GIVEN INSTRUCTION: Please rewrite every line of the entries below, requests included, scaling each coordinate in the answers by 0.65 and rounding to the nearest whole number, with halves rounded up. Leave the numbers in the requests and their format samples unchanged.

** Start LISTING **

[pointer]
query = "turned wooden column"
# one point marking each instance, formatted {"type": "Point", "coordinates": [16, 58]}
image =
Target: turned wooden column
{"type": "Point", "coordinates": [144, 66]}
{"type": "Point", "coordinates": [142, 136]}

** End LISTING **

SOLUTION TO THIS TASK:
[pointer]
query = "turned wooden column"
# one point marking each instance, formatted {"type": "Point", "coordinates": [16, 58]}
image =
Target: turned wooden column
{"type": "Point", "coordinates": [94, 43]}
{"type": "Point", "coordinates": [92, 88]}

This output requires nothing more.